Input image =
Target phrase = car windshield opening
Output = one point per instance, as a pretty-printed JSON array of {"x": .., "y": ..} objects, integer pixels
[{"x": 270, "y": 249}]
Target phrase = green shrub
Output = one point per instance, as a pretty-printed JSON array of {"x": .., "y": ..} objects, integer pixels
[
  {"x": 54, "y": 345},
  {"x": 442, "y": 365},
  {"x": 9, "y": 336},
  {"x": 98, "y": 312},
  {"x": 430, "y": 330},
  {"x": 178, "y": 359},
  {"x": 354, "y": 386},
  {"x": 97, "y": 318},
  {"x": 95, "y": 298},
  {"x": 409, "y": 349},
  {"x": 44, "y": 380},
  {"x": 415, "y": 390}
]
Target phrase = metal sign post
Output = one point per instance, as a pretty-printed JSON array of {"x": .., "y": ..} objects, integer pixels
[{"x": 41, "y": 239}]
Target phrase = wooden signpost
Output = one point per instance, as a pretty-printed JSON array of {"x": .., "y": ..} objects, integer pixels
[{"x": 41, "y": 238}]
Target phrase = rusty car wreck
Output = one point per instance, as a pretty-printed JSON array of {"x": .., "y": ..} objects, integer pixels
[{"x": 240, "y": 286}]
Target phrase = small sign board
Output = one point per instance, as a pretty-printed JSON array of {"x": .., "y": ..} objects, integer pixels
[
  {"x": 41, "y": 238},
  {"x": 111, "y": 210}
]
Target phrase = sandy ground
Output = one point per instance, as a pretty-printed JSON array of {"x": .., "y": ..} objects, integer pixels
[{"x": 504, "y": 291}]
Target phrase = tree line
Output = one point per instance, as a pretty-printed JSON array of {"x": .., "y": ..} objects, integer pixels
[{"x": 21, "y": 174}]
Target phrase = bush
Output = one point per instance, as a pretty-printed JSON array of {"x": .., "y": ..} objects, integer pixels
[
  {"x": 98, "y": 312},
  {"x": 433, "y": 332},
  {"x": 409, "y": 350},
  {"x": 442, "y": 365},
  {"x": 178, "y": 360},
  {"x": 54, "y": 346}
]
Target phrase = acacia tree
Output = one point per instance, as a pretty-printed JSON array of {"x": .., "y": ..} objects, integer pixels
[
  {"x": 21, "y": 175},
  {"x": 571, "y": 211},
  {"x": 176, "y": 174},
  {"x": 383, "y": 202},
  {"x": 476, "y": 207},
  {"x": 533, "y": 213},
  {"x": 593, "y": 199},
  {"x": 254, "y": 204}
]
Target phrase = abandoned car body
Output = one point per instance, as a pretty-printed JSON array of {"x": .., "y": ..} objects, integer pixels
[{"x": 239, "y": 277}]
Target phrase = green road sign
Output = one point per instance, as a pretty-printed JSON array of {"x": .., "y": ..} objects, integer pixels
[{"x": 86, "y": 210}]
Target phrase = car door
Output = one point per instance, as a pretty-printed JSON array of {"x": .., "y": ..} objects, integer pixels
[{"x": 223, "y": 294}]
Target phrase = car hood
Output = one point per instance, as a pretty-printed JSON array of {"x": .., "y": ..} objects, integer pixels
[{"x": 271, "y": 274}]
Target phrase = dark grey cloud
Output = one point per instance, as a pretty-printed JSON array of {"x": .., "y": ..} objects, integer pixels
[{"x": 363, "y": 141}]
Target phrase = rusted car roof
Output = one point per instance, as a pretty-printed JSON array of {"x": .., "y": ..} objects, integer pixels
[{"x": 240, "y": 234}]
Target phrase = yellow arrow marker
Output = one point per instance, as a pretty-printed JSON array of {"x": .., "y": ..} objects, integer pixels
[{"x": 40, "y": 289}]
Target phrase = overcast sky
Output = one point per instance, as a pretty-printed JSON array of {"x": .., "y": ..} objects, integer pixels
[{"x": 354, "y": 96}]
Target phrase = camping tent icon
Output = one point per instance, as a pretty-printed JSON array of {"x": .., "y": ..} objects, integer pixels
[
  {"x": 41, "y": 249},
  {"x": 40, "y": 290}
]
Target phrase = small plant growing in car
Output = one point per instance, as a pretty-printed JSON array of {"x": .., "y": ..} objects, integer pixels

_ _ _ _ _

GOAL OF THE EXERCISE: Return the listing above word for word.

THE RESPONSE:
Input image =
Target phrase = car windshield opening
Output = one point per instance, as a pretty-printed JSON array of {"x": .., "y": ..} objects, integer pixels
[{"x": 270, "y": 249}]
Target phrase = green shrub
Output = one point per instance, as a pretty-printed JSON array of {"x": .., "y": ..} objects, integer pixels
[
  {"x": 54, "y": 345},
  {"x": 442, "y": 365},
  {"x": 9, "y": 336},
  {"x": 98, "y": 312},
  {"x": 430, "y": 330},
  {"x": 178, "y": 359},
  {"x": 354, "y": 386},
  {"x": 97, "y": 318},
  {"x": 95, "y": 298},
  {"x": 409, "y": 349},
  {"x": 44, "y": 380},
  {"x": 415, "y": 390}
]
Target phrase = metal sign post
Output = one point per instance, as a pretty-printed JSON array of {"x": .., "y": ..} objects, integer pixels
[{"x": 41, "y": 239}]
Target phrase = wooden signpost
Output = one point per instance, as a pretty-printed JSON array of {"x": .., "y": ..} objects, integer pixels
[{"x": 41, "y": 238}]
Target phrase = rusty car wreck
Output = one point per instance, as a pretty-printed JSON array of {"x": .., "y": ..} objects, integer pixels
[{"x": 240, "y": 286}]
Target phrase = small sign board
Output = one point per instance, as a pretty-printed JSON array of {"x": .., "y": ..} objects, integer pixels
[
  {"x": 41, "y": 238},
  {"x": 111, "y": 210}
]
Target phrase = sandy ground
Output = one point per instance, as a pretty-printed JSON array of {"x": .., "y": ..} objects, integer pixels
[{"x": 504, "y": 291}]
Target phrase = tree line
Output = one point per instance, as a pretty-printed JSON array of {"x": .., "y": ..} objects, integer pixels
[{"x": 21, "y": 174}]
Target phrase = bush
Output = one point per instance, as a pretty-printed JSON array of {"x": .., "y": ..} objects, integer pixels
[
  {"x": 98, "y": 312},
  {"x": 433, "y": 332},
  {"x": 409, "y": 350},
  {"x": 442, "y": 365},
  {"x": 178, "y": 360},
  {"x": 54, "y": 346}
]
Target phrase = acacia tree
Output = one point per instance, as a pretty-printed JSON array of {"x": .., "y": ..} objects, integer pixels
[
  {"x": 21, "y": 175},
  {"x": 571, "y": 211},
  {"x": 176, "y": 174},
  {"x": 383, "y": 202},
  {"x": 476, "y": 207},
  {"x": 533, "y": 213},
  {"x": 593, "y": 199},
  {"x": 254, "y": 204}
]
Target phrase = abandoned car body
Output = one point per instance, as a pretty-printed JSON array of {"x": .., "y": ..} objects, integer pixels
[{"x": 239, "y": 277}]
Target phrase = green road sign
Output = one point per instance, as a pretty-printed JSON array of {"x": .., "y": ..} objects, integer pixels
[{"x": 86, "y": 210}]
Target phrase = car door
Output = one point per instance, as a pretty-printed JSON array of {"x": .., "y": ..} objects, integer pixels
[{"x": 223, "y": 294}]
Target phrase = car hood
Output = one point per instance, as a pretty-printed JSON array of {"x": .., "y": ..} objects, integer pixels
[{"x": 271, "y": 274}]
Target phrase = dark grey cloud
Output = one point per instance, as a pretty-printed JSON array of {"x": .., "y": ..} objects, integer pixels
[{"x": 363, "y": 141}]
Target phrase = rusted car roof
Output = one point per instance, as a pretty-printed JSON array of {"x": .., "y": ..} objects, integer pixels
[{"x": 240, "y": 234}]
Target phrase = yellow arrow marker
Output = one point per instance, as a pretty-printed JSON array of {"x": .., "y": ..} objects, integer pixels
[{"x": 40, "y": 289}]
Target phrase = overcast sky
Output = one point per instance, as a pretty-printed JSON array of {"x": .., "y": ..} objects, integer pixels
[{"x": 354, "y": 96}]
Target phrase = camping tent icon
Output = one point per instance, as a pretty-printed JSON array of {"x": .., "y": ..} objects, integer pixels
[
  {"x": 41, "y": 249},
  {"x": 40, "y": 290}
]
Target phrase = small plant growing in car
Output = one point per instance, as a pretty-printed JSON array of {"x": .., "y": ..} objects, integer pixels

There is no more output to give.